Article:
#####
PHOENIX BOND & INDEM. CO., ET AL., PLAINTIFFS,
v.
JOHN BRIDGE, ET AL.,
DEFENDANTS. BCS SERVS., INC., ET AL., PLAINTIFFS,
v.
HEARTWOOD 88, LLC, ET AL., DEFENDANTS.



The opinion of the court was delivered by: Matthew F. Kennelly, District Judge

MEMORANDUM OPINION AND ORDER

The Court has considered the parties' arguments regarding setoff and entry of judgment.

Prior determinations by the Court

1. The Court previously determined that the BG defendants are not entitled to a setoff based on settlements the plaintiffs obtained from other defendants. Phoenix Bond & Indem. Co. v. Bridge, Nos. 05 C 4095 & 07 C 1367, 2012 WL 8706, at *1 (N.D. Ill. Jan. 2, 2012).

2. The Court also determined that the Sass defendants are entitled to a setoff based on the so-called "one satisfaction" doctrine. Specifically, the Court ruled that the total amount the plaintiffs are entitled to recover from the Sass defendants on the RICO claims (including trebled damages, attorney's fees, and costs) should be offset by amounts the plaintiffs obtained via settlement from other members of the Sabre Enterprise, in which the Sass defendants were alleged to have participated. Id. at *1-2.

3. The Court further determined that the punitive damages awards that the jury made against the Sass defendants on the tortious interference claim are not subject to setoff and that plaintiffs are entitled to recover those amounts over and above whatever they recover on the RICO claims. Id. at *2.

Plaintiffs' additional setoff argument

4. Plaintiffs contend that a setoff is inappropriate because the jury was asked to award only damages caused by the Sass defendants themselves, not the Sabre enterprise. Plaintiffs' first argument, involving the name change from "Sabre defendants" to "Sass defendants" on the verdict form that the Court made at the last minute, is without merit. The Court made this change to avoid unfair prejudice against the Sass defendants (who had been called the "Sass defendants" throughout the trial), not to affect how the jury considered and awarded damages.
#####
Supplied data:
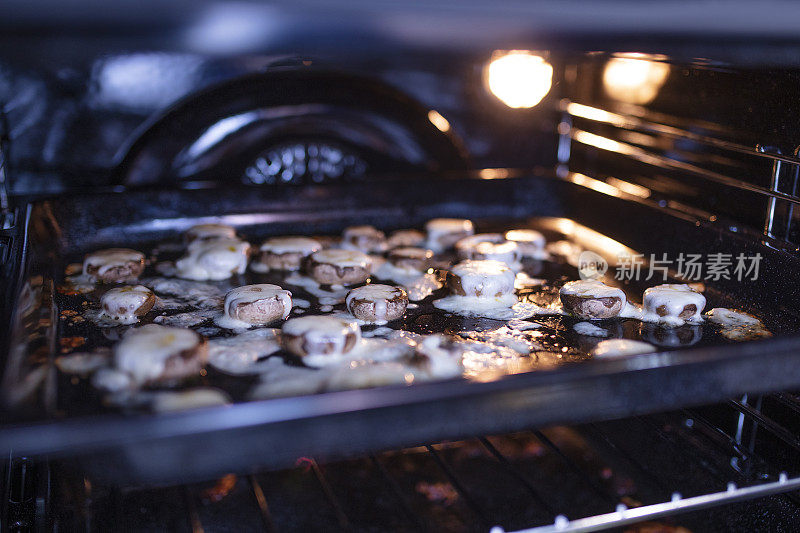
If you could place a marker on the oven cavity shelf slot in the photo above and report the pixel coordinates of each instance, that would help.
(685, 165)
(699, 458)
(623, 515)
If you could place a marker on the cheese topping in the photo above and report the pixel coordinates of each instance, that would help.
(592, 288)
(215, 259)
(485, 279)
(378, 294)
(143, 352)
(507, 252)
(253, 293)
(287, 245)
(120, 303)
(343, 258)
(621, 348)
(466, 244)
(104, 260)
(530, 242)
(664, 303)
(730, 318)
(405, 237)
(442, 230)
(366, 238)
(210, 231)
(323, 332)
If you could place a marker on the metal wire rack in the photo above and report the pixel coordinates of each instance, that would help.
(673, 144)
(582, 478)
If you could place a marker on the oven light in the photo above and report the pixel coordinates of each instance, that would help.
(519, 79)
(636, 81)
(439, 121)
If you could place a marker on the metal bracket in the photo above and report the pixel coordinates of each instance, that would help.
(775, 187)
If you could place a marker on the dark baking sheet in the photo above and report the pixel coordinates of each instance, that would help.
(61, 417)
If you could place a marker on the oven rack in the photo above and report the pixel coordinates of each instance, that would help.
(712, 456)
(634, 135)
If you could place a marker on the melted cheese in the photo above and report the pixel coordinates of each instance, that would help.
(485, 277)
(365, 238)
(730, 318)
(143, 352)
(673, 298)
(592, 288)
(289, 245)
(248, 294)
(378, 294)
(216, 259)
(120, 303)
(589, 329)
(466, 245)
(409, 252)
(621, 348)
(245, 353)
(531, 243)
(442, 230)
(171, 401)
(405, 237)
(104, 260)
(343, 258)
(210, 231)
(322, 330)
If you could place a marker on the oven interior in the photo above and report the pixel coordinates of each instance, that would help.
(714, 162)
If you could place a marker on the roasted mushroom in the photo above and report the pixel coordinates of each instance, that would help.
(114, 265)
(592, 299)
(377, 303)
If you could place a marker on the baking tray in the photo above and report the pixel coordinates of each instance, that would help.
(191, 445)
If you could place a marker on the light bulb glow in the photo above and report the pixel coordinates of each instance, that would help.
(519, 78)
(636, 81)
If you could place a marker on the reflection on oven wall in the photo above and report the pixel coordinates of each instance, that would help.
(691, 132)
(71, 122)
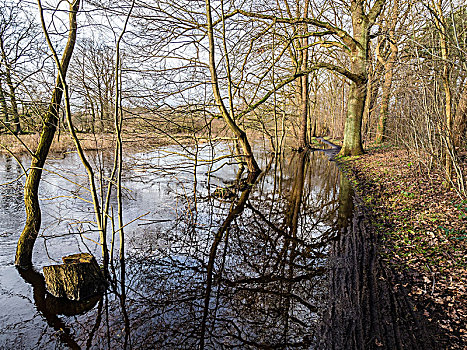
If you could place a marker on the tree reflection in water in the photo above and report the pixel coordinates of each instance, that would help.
(248, 271)
(277, 261)
(244, 271)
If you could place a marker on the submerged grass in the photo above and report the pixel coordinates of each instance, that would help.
(423, 230)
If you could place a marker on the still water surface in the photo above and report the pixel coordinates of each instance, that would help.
(214, 258)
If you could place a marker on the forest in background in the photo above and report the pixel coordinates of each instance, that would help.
(129, 76)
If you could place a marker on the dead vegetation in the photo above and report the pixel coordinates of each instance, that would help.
(423, 229)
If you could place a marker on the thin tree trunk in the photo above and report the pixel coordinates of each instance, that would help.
(460, 119)
(12, 93)
(441, 26)
(388, 75)
(3, 105)
(31, 188)
(239, 133)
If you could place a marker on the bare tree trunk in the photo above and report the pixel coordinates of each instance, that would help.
(31, 188)
(353, 124)
(229, 120)
(3, 105)
(460, 119)
(302, 141)
(361, 23)
(441, 24)
(12, 93)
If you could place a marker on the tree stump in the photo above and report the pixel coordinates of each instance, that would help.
(78, 278)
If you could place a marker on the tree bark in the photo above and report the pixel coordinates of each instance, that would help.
(3, 106)
(353, 125)
(228, 118)
(31, 188)
(12, 92)
(304, 98)
(460, 119)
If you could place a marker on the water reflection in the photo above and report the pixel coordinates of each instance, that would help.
(368, 308)
(247, 270)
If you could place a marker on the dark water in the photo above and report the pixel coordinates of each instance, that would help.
(274, 264)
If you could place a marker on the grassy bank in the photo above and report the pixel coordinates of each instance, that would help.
(423, 229)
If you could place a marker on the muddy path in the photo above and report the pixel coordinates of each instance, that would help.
(368, 305)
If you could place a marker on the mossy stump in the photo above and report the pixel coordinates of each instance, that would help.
(78, 278)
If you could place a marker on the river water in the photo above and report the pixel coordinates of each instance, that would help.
(214, 258)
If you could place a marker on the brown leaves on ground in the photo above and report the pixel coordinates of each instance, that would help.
(423, 226)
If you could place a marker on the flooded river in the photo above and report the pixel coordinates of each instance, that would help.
(214, 258)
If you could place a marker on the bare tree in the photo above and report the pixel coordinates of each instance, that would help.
(50, 121)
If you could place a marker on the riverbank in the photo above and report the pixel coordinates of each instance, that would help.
#####
According to the memorandum opinion, why did the Court change "Sabre defendants" to "Sass defendants" on the verdict form? The listing is not needed for this exercise.

Written answer:
The Court made the change to avoid unfair prejudice against the Sass defendants, not to affect how the jury considered and awarded damages.